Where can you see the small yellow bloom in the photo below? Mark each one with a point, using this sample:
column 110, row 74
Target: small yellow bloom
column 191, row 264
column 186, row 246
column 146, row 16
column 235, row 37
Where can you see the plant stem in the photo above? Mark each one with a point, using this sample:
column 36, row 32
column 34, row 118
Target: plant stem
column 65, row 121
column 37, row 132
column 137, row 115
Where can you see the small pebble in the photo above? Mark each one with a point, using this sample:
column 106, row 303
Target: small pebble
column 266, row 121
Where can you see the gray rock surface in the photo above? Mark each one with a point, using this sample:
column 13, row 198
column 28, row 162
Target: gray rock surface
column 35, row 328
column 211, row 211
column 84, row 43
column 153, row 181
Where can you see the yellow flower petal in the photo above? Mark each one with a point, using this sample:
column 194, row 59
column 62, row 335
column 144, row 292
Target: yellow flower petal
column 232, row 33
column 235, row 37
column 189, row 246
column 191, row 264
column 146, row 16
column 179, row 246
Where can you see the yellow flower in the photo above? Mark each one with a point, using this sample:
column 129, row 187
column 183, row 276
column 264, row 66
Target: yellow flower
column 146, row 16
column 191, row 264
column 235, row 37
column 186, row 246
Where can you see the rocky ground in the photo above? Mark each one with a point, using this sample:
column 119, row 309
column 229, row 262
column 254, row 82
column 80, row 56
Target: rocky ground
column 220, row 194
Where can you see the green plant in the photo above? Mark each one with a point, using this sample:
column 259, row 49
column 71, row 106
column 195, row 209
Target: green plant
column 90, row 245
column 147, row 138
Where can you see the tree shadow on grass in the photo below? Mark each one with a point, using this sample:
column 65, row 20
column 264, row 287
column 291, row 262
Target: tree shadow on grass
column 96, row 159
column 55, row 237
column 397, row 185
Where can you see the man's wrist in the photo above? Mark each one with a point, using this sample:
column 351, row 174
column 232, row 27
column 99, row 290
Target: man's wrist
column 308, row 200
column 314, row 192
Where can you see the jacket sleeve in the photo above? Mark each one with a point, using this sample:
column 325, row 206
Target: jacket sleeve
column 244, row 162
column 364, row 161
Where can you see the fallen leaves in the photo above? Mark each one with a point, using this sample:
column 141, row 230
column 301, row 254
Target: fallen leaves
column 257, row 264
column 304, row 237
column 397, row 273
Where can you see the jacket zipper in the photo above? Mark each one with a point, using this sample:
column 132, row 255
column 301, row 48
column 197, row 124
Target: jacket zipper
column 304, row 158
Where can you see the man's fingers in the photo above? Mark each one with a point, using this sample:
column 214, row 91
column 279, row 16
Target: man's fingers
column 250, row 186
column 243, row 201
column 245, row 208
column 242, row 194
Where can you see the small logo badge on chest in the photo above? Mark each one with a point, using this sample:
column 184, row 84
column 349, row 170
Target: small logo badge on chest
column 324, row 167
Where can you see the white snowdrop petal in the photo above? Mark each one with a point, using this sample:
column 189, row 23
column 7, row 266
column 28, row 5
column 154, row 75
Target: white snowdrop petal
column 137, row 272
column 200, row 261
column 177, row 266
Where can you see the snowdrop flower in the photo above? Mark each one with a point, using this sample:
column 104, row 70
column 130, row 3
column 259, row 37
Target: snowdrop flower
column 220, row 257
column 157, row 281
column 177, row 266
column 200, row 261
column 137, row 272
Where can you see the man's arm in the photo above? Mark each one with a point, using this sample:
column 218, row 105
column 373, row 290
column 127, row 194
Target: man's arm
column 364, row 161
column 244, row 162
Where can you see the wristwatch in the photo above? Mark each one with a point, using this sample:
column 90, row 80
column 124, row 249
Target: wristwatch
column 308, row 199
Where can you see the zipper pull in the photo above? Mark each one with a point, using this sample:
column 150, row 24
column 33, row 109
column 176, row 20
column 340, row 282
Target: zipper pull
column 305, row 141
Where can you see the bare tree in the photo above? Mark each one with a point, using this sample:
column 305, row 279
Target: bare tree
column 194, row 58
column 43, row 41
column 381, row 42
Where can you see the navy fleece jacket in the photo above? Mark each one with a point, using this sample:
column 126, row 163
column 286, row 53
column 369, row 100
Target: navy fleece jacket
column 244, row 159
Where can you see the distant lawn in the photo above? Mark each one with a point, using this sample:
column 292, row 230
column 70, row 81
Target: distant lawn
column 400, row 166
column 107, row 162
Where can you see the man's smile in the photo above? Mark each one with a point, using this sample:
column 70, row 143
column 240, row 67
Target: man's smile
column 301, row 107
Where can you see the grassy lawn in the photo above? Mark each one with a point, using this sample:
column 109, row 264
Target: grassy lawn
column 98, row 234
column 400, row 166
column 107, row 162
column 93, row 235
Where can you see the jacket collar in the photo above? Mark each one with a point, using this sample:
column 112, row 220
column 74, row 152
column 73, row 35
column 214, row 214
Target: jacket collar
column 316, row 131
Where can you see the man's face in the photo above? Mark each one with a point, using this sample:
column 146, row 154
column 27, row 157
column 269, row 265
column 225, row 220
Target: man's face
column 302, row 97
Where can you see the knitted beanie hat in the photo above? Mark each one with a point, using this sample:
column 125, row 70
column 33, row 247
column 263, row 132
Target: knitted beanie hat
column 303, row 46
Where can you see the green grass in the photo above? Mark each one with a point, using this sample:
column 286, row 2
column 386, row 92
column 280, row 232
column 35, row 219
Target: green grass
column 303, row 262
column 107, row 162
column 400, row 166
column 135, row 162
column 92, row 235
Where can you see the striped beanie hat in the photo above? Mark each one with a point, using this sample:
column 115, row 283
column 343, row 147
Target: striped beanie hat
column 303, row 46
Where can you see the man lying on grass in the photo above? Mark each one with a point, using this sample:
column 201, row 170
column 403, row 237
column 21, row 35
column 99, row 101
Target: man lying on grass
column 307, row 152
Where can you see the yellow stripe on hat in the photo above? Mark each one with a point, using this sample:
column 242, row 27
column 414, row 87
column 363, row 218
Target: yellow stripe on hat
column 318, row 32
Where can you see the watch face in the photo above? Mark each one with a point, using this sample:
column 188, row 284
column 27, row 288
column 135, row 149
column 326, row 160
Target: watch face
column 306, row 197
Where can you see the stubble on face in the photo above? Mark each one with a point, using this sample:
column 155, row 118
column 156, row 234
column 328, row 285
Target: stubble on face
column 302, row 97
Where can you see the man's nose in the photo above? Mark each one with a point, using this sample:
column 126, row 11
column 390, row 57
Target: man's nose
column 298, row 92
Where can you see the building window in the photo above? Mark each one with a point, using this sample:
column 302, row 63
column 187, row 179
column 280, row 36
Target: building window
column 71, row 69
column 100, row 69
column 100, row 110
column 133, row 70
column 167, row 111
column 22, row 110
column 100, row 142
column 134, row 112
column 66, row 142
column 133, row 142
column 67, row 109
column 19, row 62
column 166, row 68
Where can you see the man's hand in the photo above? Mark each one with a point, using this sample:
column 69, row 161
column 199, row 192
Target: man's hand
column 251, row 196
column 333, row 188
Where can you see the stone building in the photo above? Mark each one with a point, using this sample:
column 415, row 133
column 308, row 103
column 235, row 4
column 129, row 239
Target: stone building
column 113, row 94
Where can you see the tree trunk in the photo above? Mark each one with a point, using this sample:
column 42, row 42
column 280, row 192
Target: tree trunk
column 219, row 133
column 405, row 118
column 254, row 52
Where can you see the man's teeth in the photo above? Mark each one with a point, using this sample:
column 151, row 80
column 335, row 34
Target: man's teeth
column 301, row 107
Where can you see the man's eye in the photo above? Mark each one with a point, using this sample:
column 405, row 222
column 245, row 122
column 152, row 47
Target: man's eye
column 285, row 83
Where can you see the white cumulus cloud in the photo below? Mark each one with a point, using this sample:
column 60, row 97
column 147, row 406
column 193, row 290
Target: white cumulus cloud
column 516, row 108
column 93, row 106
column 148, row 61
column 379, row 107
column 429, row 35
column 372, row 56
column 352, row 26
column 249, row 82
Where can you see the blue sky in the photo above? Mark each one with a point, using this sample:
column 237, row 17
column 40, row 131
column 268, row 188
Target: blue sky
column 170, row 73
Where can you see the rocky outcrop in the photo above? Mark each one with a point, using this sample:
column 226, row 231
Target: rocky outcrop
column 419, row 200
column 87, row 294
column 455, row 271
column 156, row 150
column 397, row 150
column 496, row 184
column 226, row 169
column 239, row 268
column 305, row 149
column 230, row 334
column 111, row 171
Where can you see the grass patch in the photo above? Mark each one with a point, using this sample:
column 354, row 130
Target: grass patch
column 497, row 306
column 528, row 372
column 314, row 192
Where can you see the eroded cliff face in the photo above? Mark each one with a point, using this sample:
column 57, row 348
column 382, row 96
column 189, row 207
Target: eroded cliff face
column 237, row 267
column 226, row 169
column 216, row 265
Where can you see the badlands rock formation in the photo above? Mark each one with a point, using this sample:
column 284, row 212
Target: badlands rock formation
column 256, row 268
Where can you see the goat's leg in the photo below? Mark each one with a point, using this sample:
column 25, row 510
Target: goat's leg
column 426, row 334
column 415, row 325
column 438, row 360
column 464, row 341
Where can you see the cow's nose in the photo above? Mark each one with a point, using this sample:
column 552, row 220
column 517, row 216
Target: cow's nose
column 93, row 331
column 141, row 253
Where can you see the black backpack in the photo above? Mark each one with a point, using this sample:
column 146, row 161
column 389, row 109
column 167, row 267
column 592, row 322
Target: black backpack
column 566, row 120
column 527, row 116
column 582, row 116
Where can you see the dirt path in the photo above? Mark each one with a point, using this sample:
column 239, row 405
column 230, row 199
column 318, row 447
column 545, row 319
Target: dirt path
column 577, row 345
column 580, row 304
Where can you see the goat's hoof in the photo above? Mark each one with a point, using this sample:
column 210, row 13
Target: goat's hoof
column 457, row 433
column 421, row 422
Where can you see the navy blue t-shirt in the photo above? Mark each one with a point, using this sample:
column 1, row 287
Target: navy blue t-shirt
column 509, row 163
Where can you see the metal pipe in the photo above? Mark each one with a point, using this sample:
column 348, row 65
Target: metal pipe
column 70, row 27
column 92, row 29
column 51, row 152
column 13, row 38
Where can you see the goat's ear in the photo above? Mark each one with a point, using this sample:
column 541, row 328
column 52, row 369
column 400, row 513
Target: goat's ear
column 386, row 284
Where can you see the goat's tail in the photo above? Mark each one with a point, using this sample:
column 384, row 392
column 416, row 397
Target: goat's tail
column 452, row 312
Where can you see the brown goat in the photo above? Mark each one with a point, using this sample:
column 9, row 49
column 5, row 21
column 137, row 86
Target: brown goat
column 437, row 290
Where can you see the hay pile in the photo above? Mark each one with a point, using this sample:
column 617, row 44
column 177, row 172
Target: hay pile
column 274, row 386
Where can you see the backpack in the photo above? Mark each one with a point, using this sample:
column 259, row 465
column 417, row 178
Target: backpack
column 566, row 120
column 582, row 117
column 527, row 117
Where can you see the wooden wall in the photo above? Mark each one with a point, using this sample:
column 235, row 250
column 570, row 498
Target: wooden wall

· · · ·

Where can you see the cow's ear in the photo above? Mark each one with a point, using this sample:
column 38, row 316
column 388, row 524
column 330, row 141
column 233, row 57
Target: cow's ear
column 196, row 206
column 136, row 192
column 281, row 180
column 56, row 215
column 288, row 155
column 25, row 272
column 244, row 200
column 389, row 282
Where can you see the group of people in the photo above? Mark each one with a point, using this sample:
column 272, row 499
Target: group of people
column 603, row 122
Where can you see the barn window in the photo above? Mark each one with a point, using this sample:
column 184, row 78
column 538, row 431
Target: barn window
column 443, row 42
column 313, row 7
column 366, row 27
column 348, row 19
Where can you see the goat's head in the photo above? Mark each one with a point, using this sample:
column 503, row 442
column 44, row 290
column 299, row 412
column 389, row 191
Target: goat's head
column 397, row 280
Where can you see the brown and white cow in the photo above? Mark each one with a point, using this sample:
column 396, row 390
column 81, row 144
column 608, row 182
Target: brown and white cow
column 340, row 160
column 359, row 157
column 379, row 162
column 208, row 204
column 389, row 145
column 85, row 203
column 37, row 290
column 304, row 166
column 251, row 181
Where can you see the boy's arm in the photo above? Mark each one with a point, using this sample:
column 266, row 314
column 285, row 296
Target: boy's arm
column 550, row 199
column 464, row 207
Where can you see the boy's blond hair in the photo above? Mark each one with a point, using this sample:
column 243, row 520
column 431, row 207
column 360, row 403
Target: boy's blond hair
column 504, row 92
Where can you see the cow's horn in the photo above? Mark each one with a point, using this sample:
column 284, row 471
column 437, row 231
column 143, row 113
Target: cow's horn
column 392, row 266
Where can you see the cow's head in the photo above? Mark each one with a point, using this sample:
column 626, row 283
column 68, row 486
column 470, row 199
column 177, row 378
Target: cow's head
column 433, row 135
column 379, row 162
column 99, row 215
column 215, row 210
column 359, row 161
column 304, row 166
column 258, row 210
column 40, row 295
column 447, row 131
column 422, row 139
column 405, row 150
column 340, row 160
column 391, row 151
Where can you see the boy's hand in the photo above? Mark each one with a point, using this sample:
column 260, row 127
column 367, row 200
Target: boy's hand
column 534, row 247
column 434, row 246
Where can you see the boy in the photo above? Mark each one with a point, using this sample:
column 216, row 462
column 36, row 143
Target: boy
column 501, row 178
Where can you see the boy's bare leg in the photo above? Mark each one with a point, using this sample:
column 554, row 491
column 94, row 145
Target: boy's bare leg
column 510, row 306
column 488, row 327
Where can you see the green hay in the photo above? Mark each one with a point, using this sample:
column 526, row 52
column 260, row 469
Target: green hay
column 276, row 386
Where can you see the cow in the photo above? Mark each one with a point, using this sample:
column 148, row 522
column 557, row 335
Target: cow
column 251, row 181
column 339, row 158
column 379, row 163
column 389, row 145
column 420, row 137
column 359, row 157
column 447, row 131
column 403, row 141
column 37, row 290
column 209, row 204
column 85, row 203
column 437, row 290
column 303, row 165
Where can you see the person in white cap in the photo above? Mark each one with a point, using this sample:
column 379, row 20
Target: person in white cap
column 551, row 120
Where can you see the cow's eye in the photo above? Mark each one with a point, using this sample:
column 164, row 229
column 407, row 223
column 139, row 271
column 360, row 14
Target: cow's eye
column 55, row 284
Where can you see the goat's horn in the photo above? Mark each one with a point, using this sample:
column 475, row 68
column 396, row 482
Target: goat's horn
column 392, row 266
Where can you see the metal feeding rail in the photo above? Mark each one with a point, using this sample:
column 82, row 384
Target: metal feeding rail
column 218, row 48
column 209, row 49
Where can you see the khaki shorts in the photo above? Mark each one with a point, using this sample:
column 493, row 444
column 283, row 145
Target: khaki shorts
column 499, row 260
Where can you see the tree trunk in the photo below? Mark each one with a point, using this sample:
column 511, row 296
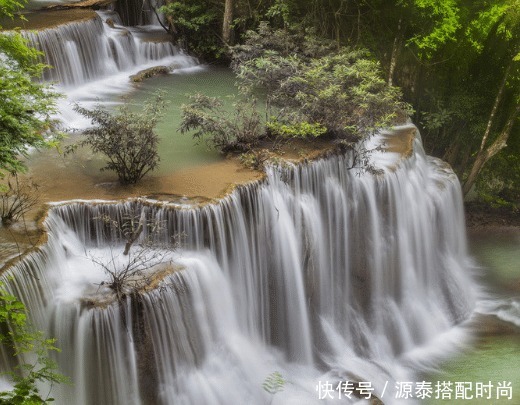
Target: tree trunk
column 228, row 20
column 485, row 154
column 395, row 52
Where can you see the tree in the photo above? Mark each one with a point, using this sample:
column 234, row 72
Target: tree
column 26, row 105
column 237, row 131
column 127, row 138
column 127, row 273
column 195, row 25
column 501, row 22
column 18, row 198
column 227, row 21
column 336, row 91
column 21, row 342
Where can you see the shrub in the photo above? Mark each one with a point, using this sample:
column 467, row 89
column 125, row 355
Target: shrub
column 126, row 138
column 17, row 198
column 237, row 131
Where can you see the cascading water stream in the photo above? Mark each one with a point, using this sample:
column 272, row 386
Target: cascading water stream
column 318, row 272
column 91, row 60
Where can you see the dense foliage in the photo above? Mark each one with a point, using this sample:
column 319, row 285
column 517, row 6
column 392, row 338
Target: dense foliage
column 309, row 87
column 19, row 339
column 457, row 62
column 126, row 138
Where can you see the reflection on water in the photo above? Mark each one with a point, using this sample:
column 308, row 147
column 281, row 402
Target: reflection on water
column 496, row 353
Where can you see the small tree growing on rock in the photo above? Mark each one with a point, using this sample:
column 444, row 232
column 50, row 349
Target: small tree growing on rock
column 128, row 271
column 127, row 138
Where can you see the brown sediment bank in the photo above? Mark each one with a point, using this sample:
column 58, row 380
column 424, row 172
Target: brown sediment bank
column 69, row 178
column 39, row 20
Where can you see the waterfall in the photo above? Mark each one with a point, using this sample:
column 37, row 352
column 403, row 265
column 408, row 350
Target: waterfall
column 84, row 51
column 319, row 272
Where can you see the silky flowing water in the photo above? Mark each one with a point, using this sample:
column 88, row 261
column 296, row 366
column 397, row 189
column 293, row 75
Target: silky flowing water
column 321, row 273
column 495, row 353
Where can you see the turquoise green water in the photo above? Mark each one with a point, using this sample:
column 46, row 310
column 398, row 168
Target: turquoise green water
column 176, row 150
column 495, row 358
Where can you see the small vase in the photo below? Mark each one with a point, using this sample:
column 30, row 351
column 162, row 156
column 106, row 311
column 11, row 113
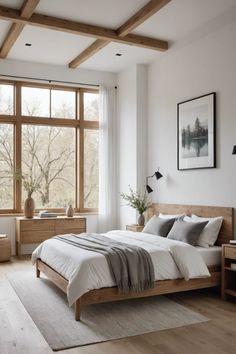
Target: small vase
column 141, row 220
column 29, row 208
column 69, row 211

· · · ·

- EXERCISE AIM -
Each line above that has the word "wall" must be copied.

- EXERCISE ANSWER -
Where can you see the wooden wall in the photo above? Mark each one with a point, using this sample:
Target: wooden wall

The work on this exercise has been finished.